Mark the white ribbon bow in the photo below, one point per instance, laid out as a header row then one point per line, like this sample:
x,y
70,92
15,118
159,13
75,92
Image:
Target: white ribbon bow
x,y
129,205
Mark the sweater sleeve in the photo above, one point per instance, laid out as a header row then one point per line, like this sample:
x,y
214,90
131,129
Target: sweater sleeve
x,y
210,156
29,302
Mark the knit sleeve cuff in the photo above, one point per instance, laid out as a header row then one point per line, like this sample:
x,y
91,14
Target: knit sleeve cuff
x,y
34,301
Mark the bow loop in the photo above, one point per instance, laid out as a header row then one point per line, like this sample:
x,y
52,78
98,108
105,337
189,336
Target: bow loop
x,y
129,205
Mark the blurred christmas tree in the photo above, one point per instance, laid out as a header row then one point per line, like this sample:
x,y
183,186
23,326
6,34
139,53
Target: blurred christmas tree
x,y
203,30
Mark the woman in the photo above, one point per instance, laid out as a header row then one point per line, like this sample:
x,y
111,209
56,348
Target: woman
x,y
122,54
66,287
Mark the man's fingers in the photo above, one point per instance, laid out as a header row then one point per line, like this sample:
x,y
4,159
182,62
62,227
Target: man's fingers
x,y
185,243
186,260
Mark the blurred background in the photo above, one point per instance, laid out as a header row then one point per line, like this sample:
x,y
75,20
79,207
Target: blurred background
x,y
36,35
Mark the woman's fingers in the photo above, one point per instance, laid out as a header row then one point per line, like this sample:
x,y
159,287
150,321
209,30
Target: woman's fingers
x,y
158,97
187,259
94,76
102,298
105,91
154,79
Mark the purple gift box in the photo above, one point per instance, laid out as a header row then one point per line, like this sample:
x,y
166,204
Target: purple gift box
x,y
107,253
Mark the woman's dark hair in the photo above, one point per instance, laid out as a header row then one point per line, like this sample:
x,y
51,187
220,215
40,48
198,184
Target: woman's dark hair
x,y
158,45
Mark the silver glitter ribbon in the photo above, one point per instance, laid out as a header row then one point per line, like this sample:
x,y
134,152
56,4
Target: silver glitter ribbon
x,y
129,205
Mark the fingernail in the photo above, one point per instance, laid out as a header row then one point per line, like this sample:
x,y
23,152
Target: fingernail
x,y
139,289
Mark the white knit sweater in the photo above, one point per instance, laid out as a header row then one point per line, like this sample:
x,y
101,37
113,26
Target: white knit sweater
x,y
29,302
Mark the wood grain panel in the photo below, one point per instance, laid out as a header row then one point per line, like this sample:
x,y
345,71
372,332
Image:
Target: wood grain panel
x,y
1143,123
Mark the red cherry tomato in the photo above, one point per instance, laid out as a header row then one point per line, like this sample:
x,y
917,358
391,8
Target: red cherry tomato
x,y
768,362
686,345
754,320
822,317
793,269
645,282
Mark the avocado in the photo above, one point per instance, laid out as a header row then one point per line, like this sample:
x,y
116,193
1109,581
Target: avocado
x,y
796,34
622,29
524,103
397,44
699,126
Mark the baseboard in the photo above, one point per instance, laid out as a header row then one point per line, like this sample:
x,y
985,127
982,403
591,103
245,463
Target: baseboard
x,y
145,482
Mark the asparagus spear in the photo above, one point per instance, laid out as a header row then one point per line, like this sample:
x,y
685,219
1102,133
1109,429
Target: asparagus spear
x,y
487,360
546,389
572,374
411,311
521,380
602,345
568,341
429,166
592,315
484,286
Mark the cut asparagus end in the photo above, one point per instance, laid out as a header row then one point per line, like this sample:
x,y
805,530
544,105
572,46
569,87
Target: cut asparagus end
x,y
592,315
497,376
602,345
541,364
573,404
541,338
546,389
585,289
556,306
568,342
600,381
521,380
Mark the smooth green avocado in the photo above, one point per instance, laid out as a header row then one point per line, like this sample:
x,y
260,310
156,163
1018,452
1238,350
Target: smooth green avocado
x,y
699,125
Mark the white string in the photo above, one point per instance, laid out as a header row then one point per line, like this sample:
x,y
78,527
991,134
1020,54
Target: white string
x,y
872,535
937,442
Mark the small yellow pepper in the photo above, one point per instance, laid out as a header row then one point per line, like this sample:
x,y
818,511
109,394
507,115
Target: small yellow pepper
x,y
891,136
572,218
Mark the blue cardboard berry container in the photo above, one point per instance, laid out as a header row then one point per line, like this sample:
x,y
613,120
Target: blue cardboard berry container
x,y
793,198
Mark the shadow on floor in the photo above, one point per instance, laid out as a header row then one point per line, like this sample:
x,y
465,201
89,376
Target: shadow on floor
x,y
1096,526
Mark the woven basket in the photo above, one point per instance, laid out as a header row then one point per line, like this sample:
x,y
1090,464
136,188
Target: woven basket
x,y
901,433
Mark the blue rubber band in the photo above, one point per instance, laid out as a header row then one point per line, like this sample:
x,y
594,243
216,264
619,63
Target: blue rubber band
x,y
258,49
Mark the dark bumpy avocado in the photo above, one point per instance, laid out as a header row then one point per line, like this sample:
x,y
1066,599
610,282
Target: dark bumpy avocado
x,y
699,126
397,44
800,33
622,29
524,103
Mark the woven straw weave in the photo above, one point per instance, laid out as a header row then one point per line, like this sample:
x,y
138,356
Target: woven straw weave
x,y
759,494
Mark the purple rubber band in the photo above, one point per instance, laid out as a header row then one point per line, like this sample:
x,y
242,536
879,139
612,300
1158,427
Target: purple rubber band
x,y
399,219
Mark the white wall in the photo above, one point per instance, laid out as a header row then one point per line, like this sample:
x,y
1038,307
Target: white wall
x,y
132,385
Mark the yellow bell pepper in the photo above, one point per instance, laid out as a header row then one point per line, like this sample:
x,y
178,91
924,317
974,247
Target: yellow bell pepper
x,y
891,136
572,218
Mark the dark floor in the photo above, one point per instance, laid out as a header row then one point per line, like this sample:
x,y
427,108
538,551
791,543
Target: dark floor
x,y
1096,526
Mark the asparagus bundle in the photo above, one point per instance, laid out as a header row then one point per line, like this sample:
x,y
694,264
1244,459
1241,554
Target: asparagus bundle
========================================================================
• **THE PROBLEM**
Copy everything from the line containing "Mark the yellow" down to the last line, and multiply each answer coordinate by 0.75, rounding to whole numbers with halves going up. Keep the requests, including their sample coordinates, unchanged.

• **THE ANSWER**
Mark the yellow bell pepper in the photo above, one point per instance, laid out as a header row then one point per line, like this sample:
x,y
178,91
924,317
974,247
Target: yellow bell pepper
x,y
668,102
429,164
Mark the dark floor in the photo above, one point per instance, laid out as a header row then one point per line, like this sample:
x,y
427,108
538,551
791,543
Target: dark floor
x,y
822,395
Mark the asparagus bundle in the photo above, one point per instance, laid out as a header row then one point per line, like this sample:
x,y
694,264
1244,459
1241,554
Target: asparagus bundle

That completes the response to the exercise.